**Dataset extract:**

┌──

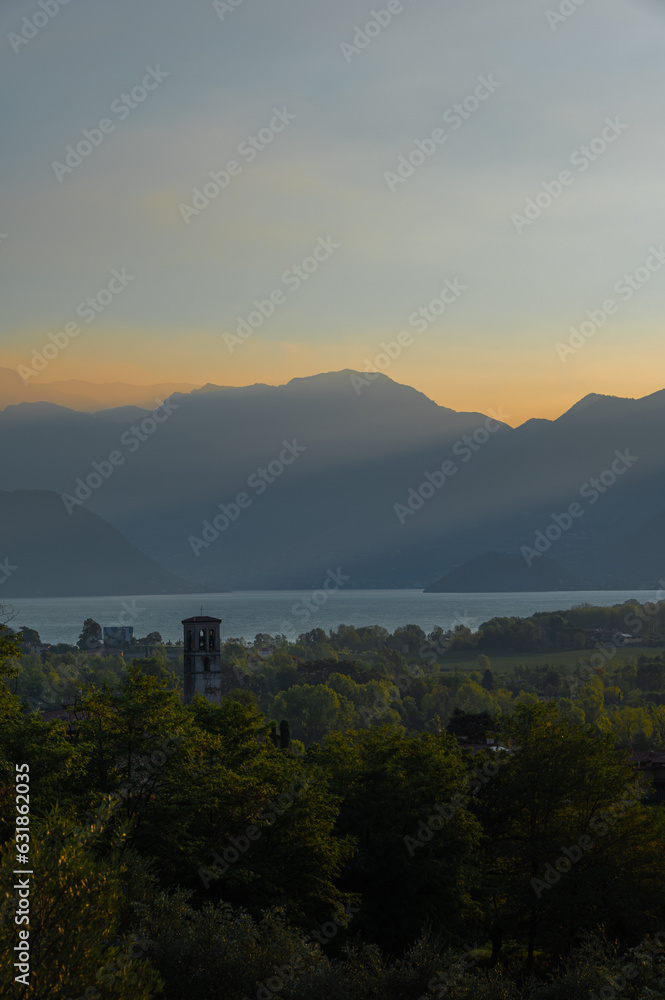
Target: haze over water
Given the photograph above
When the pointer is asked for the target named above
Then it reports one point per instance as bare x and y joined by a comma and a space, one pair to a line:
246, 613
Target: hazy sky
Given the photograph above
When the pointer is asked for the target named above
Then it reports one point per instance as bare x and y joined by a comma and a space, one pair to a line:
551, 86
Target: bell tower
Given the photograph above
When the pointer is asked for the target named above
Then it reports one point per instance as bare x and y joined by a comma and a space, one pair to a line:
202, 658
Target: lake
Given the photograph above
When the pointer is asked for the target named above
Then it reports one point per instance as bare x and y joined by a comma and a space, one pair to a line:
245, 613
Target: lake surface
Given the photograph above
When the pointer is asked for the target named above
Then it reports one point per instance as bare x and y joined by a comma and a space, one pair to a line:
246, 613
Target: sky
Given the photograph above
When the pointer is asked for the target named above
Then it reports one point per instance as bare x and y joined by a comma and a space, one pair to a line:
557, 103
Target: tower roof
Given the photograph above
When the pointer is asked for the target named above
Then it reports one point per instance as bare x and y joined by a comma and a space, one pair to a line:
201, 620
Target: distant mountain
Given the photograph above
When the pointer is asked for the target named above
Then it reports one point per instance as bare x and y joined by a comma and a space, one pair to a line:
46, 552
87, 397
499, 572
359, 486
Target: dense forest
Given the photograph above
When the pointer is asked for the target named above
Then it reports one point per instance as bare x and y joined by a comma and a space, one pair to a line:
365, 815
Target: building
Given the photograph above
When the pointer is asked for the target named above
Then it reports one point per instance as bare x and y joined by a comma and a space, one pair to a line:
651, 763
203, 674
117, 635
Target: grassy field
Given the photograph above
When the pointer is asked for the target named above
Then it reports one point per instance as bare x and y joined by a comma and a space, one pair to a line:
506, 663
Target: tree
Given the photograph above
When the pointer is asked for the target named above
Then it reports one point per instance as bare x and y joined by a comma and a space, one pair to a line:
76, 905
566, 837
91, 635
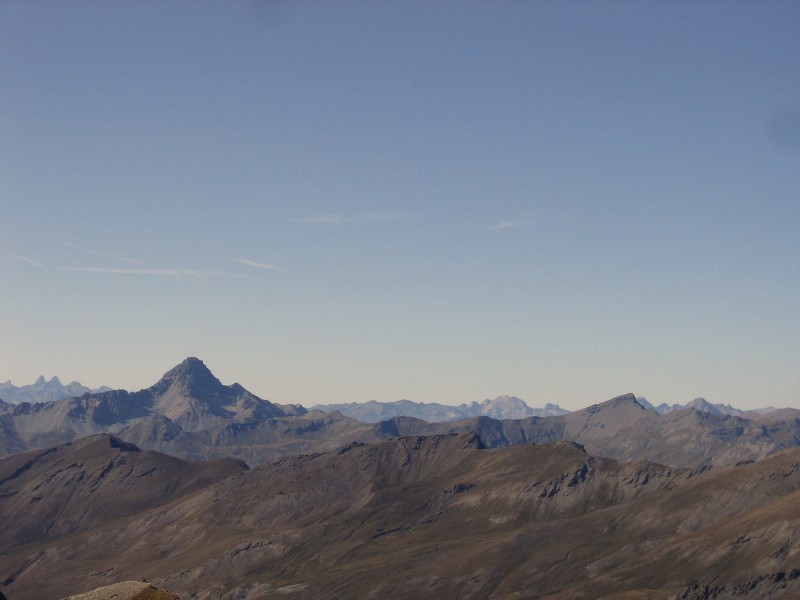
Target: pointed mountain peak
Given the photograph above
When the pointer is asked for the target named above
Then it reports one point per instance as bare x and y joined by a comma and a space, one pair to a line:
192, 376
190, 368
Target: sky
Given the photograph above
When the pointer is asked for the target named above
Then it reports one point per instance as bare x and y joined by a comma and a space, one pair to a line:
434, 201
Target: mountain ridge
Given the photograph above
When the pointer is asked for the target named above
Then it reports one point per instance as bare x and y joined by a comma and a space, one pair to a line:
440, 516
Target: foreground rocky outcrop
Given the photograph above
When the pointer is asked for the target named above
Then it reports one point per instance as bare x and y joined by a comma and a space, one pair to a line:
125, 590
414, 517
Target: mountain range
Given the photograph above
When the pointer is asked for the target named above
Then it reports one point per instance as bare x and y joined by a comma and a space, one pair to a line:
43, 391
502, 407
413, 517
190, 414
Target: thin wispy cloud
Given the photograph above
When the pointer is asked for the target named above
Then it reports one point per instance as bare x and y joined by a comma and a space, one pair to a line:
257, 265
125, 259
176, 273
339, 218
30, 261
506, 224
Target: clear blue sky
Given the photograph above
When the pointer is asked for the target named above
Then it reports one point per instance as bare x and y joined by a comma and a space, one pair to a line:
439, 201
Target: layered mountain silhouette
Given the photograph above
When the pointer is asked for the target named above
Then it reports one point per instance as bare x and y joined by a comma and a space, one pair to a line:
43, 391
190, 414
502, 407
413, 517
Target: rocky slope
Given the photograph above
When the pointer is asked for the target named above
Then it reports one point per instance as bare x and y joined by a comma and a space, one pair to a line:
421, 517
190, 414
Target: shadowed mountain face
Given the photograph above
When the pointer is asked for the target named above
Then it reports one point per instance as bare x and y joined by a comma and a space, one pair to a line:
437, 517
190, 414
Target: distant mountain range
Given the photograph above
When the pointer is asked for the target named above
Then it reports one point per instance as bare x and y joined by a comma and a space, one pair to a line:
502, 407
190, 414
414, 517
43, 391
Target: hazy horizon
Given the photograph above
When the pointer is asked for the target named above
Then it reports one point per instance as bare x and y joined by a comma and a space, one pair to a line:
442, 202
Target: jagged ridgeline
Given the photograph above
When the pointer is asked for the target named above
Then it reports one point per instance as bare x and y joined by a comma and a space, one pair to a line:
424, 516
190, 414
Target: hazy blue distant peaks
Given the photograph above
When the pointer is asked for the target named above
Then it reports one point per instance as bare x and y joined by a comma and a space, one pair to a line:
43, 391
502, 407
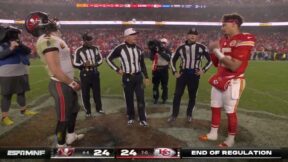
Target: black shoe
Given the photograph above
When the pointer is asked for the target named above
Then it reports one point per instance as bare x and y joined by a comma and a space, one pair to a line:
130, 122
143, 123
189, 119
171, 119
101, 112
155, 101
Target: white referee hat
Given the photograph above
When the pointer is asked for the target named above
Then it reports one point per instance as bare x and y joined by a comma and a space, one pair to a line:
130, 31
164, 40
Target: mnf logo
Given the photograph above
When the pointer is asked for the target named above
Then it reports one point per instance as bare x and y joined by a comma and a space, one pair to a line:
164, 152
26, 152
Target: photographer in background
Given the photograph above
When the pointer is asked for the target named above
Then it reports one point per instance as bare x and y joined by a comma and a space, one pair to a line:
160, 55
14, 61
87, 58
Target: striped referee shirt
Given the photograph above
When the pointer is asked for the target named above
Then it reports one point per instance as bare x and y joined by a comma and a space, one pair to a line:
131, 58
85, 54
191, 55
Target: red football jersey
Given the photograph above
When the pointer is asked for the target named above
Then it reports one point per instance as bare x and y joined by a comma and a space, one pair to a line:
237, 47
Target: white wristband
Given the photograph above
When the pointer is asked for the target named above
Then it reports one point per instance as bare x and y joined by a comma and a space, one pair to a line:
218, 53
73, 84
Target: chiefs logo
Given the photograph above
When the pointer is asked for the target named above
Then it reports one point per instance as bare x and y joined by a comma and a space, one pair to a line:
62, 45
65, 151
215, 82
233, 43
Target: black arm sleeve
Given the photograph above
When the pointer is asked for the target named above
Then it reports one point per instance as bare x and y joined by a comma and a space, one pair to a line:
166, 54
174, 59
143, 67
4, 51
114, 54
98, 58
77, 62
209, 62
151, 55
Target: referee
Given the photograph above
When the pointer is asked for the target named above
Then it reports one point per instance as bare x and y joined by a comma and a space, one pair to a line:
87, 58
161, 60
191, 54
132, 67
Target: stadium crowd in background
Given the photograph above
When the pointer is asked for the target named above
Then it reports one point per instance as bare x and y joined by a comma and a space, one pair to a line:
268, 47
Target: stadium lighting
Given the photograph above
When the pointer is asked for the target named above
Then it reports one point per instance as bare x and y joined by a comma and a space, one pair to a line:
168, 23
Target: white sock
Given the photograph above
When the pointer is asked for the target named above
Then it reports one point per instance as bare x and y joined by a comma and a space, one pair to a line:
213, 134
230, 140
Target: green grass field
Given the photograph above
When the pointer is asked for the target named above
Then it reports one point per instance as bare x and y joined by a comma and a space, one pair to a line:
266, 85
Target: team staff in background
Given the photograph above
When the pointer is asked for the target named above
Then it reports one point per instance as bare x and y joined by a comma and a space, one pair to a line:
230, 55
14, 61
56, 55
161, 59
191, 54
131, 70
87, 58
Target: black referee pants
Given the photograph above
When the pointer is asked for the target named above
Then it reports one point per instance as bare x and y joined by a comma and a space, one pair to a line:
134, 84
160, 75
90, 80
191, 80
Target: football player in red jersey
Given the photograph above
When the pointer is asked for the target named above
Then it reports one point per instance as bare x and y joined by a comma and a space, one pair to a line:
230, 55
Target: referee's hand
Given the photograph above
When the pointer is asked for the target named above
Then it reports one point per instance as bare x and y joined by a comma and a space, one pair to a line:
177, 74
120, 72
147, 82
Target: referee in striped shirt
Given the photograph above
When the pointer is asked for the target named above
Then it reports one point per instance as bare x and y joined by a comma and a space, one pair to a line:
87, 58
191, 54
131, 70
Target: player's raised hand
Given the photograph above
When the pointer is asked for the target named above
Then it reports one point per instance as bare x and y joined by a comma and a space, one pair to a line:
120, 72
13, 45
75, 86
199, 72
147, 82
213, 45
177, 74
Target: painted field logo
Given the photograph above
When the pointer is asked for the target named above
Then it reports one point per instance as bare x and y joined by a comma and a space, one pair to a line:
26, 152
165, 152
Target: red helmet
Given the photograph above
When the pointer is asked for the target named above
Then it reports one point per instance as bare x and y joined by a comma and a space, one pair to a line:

└──

**Problem description:** Copy each line exactly, from the line containing "Target: player's raised hand" down to the last line of the material, and no other lines.

**Solution:**
Target: player's raised hand
Given the photograph above
When the pointer is asked for the target named above
Then it reports one point per instance as bare x and y joined by a comma and a space, one pair to a line:
120, 72
13, 45
75, 86
199, 72
147, 82
213, 45
177, 74
Target: painted field logo
Given the photograph above
When the pointer is asked for the target named above
Then it reports one point per instance as bare x and y joined by a comma and a space, one pair to a line:
26, 152
165, 152
Target: red helmet
Given the photograph above
When the pointer is asked for the target named above
Then it reports one point per instance as bare x and y joined by a comma and a space, one pair to a line:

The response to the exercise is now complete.